:: GIVEN TASK ::
Pull out every line of the material below that contains the string "sign", treating uppercase and lowercase letters as different.

:: RECORDS SHOWN ::
* START *

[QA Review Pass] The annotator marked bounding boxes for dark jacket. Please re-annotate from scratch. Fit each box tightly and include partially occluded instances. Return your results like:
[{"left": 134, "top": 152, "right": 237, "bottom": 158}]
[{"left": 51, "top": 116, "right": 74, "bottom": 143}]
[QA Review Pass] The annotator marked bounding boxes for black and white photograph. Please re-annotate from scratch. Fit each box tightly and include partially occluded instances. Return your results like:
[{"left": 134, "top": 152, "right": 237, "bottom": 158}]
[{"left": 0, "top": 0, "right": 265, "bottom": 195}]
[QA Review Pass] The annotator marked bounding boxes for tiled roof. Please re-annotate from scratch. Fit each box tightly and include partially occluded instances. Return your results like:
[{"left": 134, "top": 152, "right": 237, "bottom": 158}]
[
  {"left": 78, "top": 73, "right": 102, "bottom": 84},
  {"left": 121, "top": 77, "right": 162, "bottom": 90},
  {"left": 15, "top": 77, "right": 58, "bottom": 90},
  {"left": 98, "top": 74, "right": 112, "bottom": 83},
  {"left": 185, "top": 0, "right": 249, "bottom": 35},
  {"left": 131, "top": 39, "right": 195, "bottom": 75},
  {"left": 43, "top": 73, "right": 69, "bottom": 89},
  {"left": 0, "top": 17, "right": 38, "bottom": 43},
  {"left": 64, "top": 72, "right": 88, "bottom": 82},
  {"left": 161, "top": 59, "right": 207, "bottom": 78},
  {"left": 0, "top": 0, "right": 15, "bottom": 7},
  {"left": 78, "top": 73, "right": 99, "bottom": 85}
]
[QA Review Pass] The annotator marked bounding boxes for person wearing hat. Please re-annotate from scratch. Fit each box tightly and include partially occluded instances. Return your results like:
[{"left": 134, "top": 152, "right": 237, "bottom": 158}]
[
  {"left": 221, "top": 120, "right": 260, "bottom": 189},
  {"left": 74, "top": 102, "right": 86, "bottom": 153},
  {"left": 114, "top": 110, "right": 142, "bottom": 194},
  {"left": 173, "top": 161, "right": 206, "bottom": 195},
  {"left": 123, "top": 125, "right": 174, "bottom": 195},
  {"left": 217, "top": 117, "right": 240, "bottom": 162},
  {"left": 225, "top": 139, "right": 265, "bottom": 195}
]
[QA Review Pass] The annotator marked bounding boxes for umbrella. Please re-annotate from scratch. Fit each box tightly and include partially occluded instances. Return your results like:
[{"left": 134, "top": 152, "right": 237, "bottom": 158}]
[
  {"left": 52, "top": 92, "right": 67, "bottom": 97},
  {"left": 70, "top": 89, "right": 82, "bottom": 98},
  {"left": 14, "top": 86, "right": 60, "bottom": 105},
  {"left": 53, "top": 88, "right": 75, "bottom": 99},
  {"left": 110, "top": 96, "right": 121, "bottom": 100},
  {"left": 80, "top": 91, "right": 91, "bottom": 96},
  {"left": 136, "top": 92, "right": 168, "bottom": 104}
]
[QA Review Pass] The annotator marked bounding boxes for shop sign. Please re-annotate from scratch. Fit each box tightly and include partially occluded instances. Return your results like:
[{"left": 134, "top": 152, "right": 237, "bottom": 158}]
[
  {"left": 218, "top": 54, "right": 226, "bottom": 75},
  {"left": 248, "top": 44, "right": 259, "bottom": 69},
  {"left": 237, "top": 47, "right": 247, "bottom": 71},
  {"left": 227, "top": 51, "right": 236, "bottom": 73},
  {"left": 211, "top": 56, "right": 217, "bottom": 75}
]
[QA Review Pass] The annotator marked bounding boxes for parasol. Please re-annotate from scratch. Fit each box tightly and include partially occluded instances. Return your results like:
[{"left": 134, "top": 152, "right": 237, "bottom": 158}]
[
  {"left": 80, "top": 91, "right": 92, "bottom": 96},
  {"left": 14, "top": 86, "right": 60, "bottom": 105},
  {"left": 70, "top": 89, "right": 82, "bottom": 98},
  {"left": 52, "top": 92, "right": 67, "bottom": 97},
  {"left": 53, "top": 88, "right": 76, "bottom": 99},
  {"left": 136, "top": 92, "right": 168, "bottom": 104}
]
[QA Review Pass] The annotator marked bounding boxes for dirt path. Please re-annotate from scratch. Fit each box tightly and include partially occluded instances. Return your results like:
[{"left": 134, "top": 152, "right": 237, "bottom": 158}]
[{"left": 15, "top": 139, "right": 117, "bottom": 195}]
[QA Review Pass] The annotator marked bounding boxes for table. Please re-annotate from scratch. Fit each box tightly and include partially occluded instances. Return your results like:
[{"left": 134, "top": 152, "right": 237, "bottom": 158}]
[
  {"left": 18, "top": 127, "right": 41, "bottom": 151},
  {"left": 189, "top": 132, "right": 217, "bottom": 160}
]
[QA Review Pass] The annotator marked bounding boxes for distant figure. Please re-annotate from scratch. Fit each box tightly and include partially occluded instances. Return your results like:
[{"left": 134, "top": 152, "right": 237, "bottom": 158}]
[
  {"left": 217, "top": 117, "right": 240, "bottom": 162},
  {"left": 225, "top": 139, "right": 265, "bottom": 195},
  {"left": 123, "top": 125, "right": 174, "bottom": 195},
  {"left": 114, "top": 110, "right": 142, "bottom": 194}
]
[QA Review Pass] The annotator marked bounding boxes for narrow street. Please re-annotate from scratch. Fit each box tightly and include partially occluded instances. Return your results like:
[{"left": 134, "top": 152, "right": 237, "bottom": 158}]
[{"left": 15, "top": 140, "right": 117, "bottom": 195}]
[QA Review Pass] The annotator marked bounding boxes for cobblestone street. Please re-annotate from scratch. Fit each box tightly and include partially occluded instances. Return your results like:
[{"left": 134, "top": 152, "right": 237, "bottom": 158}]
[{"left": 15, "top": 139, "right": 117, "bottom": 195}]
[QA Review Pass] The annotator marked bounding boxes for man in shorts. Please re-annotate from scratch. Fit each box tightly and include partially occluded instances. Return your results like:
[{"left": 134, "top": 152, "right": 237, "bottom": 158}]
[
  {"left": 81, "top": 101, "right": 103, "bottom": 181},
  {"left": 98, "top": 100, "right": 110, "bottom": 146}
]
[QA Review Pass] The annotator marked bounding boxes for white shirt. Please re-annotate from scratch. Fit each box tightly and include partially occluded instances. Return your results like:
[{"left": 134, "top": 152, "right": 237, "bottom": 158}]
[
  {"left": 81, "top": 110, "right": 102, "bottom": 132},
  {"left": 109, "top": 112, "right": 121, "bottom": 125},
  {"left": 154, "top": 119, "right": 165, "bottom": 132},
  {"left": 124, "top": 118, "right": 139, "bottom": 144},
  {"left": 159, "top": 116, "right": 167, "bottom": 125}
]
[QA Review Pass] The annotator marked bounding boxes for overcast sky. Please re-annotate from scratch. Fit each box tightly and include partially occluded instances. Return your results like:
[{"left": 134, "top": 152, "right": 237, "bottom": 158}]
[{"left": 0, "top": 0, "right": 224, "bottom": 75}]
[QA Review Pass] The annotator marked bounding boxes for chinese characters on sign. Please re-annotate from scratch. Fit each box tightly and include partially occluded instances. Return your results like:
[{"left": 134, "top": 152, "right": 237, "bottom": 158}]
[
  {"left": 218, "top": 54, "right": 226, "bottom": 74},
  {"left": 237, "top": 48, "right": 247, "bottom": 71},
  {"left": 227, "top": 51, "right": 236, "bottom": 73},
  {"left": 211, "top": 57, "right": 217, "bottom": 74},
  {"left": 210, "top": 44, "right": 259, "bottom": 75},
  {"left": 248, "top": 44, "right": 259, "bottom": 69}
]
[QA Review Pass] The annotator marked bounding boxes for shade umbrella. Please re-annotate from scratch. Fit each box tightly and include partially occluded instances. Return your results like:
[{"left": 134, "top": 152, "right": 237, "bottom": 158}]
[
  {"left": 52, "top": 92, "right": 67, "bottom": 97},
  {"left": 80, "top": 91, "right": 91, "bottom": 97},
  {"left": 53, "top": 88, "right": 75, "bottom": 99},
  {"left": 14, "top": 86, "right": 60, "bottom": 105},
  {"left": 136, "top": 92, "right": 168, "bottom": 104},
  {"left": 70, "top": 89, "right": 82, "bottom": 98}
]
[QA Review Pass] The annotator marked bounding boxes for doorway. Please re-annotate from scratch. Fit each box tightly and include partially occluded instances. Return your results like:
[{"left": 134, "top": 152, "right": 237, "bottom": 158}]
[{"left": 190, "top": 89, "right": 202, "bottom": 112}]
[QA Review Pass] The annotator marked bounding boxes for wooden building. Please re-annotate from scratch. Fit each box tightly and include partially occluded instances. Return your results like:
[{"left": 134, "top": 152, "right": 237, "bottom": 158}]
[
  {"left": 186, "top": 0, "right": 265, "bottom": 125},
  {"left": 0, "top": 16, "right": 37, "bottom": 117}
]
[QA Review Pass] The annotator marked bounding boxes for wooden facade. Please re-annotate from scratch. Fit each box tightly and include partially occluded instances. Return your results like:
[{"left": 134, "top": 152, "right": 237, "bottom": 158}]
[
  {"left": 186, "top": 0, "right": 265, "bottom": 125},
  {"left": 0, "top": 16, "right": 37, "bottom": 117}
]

* END *

:: CORRECT RESPONSE ::
[QA Review Pass] The annotator marked bounding boxes for shop sign. Please re-annotate from scratch. Fit each box tightly and include partially occluded instances. Return your results like:
[QA Review Pass] The annotator marked bounding boxes for chinese characters on sign. Please re-annotate from scratch. Fit each box tightly and include partially occluded instances. Return your results like:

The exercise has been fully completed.